* About this exercise *
Please copy, word for word, everything in the California Bear review from "Duane Swierczynski is" down to "in California Bear.".

* Text section *
Duane Swierczynski is the Sam Raimi of fiction. He smashes genres and subgenres together and often places the absurd, horrifying, and humanist together, with overlap that can be off kilter yet still justified in the narrative. Comic book writing and collaborations with James Patterson has taken him from from solo novels n the past few years, but he has come back with a vengeance in California Bear.


The story moves between four characters. Swierczynski first introduces us to the title character, a senior serial killer contemplating into getting back into the game in the M.O. Joe Lansdale would write with this human monster reveling in his past actions and what he will do to futures victims as he looks for his wife's hiding stash of cookies. Next, we get introduced to a character dubbed "Killer", a man pulled out of prison from a murder stretch by an ex-cop who wants to use him for a blackmail scheme. The ex-cop's ex wife who uses the title Gene Jeanie for her genealogy business gets pulled into the scheme. At the center of the story is The Girl Detective, a fifteen year old, trying to clear her father's murder rap before she succumbs to leukemia.

* Listed entries *
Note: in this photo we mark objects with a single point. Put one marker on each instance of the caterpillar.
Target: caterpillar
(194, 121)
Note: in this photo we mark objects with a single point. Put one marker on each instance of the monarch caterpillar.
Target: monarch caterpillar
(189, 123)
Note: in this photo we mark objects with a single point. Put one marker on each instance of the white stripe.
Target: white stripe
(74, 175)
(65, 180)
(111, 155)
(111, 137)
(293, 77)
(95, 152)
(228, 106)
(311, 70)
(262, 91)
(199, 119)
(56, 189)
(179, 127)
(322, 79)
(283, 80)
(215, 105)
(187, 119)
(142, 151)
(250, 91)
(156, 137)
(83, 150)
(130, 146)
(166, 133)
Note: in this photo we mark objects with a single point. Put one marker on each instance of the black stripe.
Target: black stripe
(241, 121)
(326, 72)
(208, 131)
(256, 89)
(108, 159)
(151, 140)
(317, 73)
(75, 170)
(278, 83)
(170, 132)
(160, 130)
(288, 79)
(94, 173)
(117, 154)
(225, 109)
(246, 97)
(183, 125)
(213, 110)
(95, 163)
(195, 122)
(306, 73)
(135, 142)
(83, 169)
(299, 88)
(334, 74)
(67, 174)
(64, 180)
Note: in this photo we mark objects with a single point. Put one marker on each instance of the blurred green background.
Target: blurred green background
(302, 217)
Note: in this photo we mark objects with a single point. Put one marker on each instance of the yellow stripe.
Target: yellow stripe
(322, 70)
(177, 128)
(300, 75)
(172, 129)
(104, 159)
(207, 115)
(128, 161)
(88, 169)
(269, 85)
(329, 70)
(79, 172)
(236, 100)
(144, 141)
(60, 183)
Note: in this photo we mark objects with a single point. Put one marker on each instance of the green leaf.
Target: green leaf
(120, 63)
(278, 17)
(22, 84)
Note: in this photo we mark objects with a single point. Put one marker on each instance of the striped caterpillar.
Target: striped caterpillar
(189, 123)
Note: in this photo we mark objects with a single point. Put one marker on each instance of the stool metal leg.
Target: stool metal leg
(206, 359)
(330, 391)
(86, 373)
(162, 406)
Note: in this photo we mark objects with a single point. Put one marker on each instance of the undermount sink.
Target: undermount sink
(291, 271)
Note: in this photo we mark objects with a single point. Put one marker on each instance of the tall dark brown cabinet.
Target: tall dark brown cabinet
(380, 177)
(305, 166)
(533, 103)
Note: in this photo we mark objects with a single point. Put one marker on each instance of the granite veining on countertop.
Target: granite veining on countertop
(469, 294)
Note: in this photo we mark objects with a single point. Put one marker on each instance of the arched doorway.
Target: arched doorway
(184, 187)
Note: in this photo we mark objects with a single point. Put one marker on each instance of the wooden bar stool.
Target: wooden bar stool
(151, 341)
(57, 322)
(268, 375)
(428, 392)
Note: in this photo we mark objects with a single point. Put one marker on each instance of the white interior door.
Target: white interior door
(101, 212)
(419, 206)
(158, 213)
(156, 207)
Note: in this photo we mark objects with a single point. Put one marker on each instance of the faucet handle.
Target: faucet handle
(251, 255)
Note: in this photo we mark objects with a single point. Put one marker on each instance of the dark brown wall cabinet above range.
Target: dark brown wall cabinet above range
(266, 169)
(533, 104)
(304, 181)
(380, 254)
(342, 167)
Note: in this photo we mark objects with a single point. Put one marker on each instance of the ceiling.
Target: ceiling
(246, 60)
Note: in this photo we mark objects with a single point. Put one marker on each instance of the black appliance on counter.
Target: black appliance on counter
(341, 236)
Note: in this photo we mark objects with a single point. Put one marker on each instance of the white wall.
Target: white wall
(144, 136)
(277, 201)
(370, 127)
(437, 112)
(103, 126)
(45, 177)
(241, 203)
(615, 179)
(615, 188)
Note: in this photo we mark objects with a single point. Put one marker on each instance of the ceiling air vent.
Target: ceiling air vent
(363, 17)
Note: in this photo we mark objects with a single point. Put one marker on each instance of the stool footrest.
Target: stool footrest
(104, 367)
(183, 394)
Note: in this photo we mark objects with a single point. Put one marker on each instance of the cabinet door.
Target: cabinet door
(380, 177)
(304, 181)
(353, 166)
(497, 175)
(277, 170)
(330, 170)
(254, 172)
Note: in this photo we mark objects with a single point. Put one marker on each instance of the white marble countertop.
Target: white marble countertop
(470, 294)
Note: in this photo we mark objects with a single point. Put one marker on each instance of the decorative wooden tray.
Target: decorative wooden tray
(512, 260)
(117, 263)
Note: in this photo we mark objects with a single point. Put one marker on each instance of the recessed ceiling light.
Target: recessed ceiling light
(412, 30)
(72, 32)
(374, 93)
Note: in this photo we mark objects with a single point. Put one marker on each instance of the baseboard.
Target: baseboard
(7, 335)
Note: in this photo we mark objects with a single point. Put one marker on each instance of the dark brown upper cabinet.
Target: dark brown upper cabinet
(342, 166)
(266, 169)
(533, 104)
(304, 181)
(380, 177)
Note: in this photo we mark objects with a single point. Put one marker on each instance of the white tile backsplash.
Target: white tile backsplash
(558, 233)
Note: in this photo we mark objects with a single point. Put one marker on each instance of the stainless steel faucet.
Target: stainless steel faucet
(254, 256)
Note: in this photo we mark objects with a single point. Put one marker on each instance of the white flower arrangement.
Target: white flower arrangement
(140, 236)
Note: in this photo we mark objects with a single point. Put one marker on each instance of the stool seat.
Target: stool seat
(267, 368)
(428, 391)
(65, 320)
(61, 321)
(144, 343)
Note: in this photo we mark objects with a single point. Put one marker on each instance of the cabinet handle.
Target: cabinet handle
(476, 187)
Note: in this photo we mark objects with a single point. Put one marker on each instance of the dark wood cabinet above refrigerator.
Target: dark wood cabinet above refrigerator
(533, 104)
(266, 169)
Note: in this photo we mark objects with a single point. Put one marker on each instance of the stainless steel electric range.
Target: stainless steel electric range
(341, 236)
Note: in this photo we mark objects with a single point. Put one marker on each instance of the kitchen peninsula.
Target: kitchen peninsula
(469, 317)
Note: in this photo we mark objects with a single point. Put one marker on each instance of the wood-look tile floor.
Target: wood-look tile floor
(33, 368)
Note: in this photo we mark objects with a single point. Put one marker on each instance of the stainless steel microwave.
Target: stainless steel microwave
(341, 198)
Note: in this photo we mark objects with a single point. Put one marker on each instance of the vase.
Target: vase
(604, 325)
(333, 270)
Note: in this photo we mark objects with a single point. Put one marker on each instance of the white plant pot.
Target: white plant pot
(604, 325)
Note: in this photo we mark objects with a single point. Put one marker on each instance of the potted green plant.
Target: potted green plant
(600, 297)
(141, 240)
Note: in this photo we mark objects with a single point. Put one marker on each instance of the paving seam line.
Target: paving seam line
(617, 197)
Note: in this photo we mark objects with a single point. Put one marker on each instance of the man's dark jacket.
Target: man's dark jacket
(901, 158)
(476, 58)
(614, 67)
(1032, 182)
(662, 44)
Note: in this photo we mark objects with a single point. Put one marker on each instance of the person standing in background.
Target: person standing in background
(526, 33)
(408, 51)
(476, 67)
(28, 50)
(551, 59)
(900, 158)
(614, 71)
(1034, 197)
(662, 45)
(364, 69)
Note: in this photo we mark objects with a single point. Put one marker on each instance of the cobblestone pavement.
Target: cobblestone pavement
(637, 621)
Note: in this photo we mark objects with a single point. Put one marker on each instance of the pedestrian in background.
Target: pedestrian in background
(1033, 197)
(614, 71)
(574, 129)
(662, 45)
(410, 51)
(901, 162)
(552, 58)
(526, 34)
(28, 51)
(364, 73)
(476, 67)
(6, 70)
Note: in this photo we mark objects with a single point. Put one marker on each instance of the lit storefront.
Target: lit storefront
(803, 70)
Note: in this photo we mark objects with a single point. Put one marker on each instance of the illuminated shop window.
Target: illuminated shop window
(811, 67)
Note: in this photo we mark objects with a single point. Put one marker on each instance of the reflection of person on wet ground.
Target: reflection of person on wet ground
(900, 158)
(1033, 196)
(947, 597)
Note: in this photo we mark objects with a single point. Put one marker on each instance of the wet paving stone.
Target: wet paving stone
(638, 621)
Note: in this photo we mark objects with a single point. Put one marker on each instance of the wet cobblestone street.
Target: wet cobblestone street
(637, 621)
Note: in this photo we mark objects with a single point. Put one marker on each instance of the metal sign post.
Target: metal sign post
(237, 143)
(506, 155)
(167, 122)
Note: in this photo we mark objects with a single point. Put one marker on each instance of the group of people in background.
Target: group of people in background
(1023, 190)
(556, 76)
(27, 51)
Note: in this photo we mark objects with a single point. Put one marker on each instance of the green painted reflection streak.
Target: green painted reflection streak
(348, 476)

* Expected output *
Duane Swierczynski is the Sam Raimi of fiction. He smashes genres and subgenres together and often places the absurd, horrifying, and humanist together, with overlap that can be off kilter yet still justified in the narrative. Comic book writing and collaborations with James Patterson has taken him from from solo novels n the past few years, but he has come back with a vengeance in California Bear.